● TO BE DONE: Rescale the rows from the start through the line containing "top-left (42, 5), bottom-right (77, 40)", both ends included. Repeat every line, requests included, but multiply each bounding-box coordinate in the answers by 0.3 and round to whole numbers, halves up, leaving the numbers in the requests and their format samples unchanged.

[Rows of box annotation data]
%%
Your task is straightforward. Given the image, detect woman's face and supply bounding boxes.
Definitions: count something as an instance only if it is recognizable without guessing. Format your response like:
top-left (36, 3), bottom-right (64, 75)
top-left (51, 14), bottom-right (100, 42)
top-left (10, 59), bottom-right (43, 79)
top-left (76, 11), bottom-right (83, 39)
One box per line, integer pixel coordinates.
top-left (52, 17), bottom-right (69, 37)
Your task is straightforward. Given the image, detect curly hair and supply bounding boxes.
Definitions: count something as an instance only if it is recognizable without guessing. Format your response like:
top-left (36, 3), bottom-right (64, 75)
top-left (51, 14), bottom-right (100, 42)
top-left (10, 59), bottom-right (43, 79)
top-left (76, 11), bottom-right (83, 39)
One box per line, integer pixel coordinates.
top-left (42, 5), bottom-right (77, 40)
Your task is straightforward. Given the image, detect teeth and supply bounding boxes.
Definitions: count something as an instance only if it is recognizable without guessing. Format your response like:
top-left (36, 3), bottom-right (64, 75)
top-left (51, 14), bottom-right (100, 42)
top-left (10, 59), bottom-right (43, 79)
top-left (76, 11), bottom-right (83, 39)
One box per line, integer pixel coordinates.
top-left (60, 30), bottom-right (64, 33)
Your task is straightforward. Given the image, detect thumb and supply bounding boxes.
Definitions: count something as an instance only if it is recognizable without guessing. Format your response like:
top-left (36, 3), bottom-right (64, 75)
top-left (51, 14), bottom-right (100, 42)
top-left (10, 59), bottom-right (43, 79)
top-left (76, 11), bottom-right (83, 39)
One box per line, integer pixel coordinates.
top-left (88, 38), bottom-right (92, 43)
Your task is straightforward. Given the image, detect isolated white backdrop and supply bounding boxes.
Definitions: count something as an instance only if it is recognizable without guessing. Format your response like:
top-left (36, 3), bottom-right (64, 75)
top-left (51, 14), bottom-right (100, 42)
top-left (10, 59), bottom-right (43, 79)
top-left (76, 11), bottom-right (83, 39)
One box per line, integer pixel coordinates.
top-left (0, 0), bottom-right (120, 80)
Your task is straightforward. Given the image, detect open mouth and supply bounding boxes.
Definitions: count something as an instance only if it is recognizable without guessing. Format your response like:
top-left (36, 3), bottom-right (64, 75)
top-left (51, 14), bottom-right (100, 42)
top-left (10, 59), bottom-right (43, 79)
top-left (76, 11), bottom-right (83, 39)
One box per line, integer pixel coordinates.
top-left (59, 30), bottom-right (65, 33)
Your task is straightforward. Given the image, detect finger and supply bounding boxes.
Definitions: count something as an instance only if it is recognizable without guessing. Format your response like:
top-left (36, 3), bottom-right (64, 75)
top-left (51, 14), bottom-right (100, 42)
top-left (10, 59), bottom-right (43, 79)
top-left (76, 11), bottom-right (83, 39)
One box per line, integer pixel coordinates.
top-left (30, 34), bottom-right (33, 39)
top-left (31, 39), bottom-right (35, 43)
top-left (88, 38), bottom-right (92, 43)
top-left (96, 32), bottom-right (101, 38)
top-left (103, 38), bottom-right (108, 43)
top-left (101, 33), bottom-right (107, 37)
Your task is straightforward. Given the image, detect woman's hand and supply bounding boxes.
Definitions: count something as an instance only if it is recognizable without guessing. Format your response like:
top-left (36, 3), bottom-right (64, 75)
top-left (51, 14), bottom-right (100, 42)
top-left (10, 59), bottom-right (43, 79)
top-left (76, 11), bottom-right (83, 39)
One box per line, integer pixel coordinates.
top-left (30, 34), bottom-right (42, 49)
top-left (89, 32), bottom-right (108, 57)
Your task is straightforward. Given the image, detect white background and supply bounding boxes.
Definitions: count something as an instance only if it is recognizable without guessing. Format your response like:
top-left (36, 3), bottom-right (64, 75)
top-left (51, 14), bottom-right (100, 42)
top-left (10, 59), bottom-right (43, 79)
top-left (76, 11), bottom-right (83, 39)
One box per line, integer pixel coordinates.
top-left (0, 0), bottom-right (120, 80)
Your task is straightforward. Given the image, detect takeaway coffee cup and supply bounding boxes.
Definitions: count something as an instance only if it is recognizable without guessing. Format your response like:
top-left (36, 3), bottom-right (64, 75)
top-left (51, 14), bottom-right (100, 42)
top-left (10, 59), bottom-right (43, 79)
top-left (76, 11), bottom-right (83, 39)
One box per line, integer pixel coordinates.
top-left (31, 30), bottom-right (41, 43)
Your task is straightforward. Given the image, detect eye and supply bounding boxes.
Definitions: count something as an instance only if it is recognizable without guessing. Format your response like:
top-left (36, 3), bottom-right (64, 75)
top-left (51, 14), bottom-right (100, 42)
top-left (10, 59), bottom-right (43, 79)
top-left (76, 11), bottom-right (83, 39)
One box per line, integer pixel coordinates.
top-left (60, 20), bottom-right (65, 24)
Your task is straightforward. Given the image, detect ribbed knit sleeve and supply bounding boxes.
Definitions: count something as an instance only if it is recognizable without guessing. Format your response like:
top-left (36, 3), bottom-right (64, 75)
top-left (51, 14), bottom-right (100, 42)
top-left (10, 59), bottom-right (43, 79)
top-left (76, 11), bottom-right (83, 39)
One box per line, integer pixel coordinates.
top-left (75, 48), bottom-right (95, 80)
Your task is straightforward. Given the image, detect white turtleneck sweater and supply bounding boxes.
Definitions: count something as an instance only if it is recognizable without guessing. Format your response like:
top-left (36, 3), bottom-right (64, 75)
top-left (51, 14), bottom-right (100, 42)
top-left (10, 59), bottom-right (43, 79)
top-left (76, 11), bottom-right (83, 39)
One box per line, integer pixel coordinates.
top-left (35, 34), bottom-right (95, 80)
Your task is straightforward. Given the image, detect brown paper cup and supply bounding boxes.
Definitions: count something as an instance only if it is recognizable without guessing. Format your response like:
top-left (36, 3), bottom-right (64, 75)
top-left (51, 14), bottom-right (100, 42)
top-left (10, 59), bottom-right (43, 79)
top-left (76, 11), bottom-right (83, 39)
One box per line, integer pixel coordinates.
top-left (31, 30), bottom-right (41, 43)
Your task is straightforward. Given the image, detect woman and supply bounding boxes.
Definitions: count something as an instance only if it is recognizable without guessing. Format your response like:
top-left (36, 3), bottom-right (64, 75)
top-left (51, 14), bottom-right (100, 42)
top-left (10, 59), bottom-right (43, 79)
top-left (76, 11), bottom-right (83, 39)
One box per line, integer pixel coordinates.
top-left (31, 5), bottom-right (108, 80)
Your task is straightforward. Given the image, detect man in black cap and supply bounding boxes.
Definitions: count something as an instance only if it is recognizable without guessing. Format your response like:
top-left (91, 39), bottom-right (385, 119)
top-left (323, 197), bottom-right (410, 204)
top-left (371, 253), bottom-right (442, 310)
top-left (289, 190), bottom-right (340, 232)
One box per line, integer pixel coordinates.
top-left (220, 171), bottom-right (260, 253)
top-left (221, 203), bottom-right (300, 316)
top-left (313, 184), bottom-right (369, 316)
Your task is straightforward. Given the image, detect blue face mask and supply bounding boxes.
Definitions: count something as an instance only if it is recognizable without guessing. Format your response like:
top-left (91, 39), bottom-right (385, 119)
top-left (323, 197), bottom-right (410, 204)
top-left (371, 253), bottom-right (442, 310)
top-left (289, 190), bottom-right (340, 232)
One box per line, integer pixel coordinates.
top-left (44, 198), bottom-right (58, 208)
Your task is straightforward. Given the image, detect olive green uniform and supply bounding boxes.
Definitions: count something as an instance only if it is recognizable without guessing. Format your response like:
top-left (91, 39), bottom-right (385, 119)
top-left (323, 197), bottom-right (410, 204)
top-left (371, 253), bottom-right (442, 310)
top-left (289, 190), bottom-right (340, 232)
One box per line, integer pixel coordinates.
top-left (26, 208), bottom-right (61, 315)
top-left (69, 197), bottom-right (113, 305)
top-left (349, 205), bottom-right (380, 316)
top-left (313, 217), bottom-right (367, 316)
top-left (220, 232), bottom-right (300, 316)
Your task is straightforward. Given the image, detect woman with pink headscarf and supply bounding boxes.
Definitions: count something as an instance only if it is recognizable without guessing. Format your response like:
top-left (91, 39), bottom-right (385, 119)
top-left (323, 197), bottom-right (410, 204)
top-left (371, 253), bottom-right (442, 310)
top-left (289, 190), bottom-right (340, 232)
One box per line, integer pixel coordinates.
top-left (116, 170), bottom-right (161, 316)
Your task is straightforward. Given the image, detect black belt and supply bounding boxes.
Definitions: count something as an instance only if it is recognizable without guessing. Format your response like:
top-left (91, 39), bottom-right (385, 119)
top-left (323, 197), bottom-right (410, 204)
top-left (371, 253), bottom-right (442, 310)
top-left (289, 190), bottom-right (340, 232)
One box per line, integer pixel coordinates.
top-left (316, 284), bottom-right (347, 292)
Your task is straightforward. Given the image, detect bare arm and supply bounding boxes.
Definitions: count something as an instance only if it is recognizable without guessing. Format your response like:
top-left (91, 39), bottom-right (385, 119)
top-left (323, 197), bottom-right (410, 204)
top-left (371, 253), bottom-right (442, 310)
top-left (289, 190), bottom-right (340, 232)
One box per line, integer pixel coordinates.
%%
● FULL SOLUTION:
Your task is straightforward. Given the image, detect woman's face and supply bounding boxes.
Definitions: count something as an instance only if it is recognizable without guessing. Format your response like:
top-left (36, 3), bottom-right (64, 75)
top-left (51, 14), bottom-right (100, 42)
top-left (10, 59), bottom-right (43, 79)
top-left (76, 11), bottom-right (83, 39)
One box per line, integer pixel coordinates.
top-left (16, 5), bottom-right (21, 11)
Your task is straightforward. Given the image, detect curly hair and supply bounding boxes.
Definitions: count something as an instance only if it is recognizable without guessing. Format your response like:
top-left (36, 3), bottom-right (64, 75)
top-left (51, 14), bottom-right (100, 42)
top-left (10, 59), bottom-right (43, 79)
top-left (76, 11), bottom-right (83, 39)
One box per line, integer pixel coordinates.
top-left (13, 2), bottom-right (23, 12)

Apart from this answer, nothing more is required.